Task description: Give back every one of the following items word for word, with no changes.

═══ Data entries

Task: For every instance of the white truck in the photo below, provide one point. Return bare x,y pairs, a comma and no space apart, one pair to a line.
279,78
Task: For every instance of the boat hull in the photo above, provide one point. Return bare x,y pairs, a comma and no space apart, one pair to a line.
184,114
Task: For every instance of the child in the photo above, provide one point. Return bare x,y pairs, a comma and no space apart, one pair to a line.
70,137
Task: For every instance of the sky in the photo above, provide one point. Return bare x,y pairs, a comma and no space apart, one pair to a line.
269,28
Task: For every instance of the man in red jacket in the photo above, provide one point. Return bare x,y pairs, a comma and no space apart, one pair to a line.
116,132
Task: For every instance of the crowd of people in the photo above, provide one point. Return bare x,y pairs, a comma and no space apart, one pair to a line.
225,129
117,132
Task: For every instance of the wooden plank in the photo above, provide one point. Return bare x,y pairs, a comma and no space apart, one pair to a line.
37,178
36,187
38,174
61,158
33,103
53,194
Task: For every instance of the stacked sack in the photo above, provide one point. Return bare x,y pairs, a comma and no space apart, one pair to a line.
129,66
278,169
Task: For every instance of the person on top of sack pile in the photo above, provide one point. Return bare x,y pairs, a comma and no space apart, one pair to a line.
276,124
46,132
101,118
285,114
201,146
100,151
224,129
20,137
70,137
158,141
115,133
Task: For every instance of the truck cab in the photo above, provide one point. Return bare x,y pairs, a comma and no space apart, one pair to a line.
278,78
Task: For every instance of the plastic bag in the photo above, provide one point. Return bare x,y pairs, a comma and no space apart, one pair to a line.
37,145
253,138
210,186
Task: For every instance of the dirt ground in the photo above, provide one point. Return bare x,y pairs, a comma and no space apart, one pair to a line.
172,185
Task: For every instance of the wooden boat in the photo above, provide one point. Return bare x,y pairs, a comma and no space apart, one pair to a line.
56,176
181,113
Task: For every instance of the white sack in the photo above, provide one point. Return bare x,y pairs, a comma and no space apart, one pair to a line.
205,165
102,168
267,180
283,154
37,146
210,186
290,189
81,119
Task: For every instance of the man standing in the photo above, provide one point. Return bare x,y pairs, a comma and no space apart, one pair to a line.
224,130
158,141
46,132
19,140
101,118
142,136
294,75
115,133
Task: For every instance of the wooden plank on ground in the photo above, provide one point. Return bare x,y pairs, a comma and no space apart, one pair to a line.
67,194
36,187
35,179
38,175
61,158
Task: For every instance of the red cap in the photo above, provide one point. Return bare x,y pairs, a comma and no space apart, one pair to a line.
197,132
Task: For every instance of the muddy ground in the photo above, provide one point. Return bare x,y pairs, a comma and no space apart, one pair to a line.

══════

Answer for the task:
Task: For every instance of the white truck in the photo below, provide one point. Return bare x,y pairs, a comma and no space apart, one pair to a line.
279,78
Task: For every instance of the boat hull in the photo above, provide one point. Return bare x,y pairs, a comma and no space apart, one pair to a line.
184,114
Task: For every instance of the child in the photo above, provide one point. Return bare x,y pairs, a comma and no space apart, one pair to a line.
70,137
Task: For every instance of the sky in the photo above, provide one point. Return bare x,y pairs, a comma and no space apart, one pair to a line.
269,28
Task: For every instance of the man in red jacket in the photo above, provide one point. Return bare x,y pairs, a comma and no space apart, one pair to a line.
116,132
Task: For every instance of the crowd of people in the photo above, provide one point. Return bare x,y pairs, a comma and no space apart, one pair to a line.
225,129
117,132
Task: For every instance of the wooden plank in the photo above, provide one point. Return bare x,y pairs, a comma and no space apart, one pair to a line.
37,178
36,187
38,174
61,158
33,103
53,194
Task: For every instance of the stacked sack in the photo above, provide one point. Return bare x,y pairs, a comma and no space apart, one pair to a line.
129,66
278,169
Task: For every instance of the person on top of sack pile in the photo above, provide one point. Return bare x,y pairs, a comma and no space apart, one pair to a line.
276,124
46,132
101,118
285,114
201,146
100,151
224,129
20,137
70,137
158,141
115,133
Task: For every instance of the truck cab in the photo above, provide one point. Return bare x,y pairs, a comma and no space apart, one pair to a line.
278,78
Task: For every instance of the plastic bag in the photo above, provide one point. Return bare x,y pairs, a comma and no space apart, one pair to a line.
37,145
253,138
210,186
Task: For every instance of the dirt ground in the photo above, provide one point. Return bare x,y pairs, a comma and no space apart, one pair to a line.
172,185
Task: For every instance of the wooden boat in the photo above, provide one point. Return bare x,y pairs, a comma and no space apart, one pair to a line.
56,176
181,113
Task: For every instance of the white sack in the photo above, provide one point. Return bare x,y pairs, a comma and no space apart, one pair to a line.
205,165
102,168
267,180
283,154
37,146
210,186
290,189
81,119
Task: For every instance of the man standing in the photo above, provide one point. Return bare x,y pairs, a comma and no space apart, one pair to a line.
224,130
158,141
46,132
19,140
101,118
142,136
294,75
115,133
Task: For every instance of the wooden plank on ground in the photo above, provide one point. Return bare x,y pairs, a comma and no space apart, one pair to a line.
67,194
36,187
35,179
38,175
61,158
Task: For every instance of the red cap in the photo above, provide one point. Return bare x,y pairs, a comma and no space apart, one pair to a line.
197,132
Task: For every instance of the muddy ground in the photo above, provide one point. Return bare x,y pairs, a comma and no space apart, one pair to a line.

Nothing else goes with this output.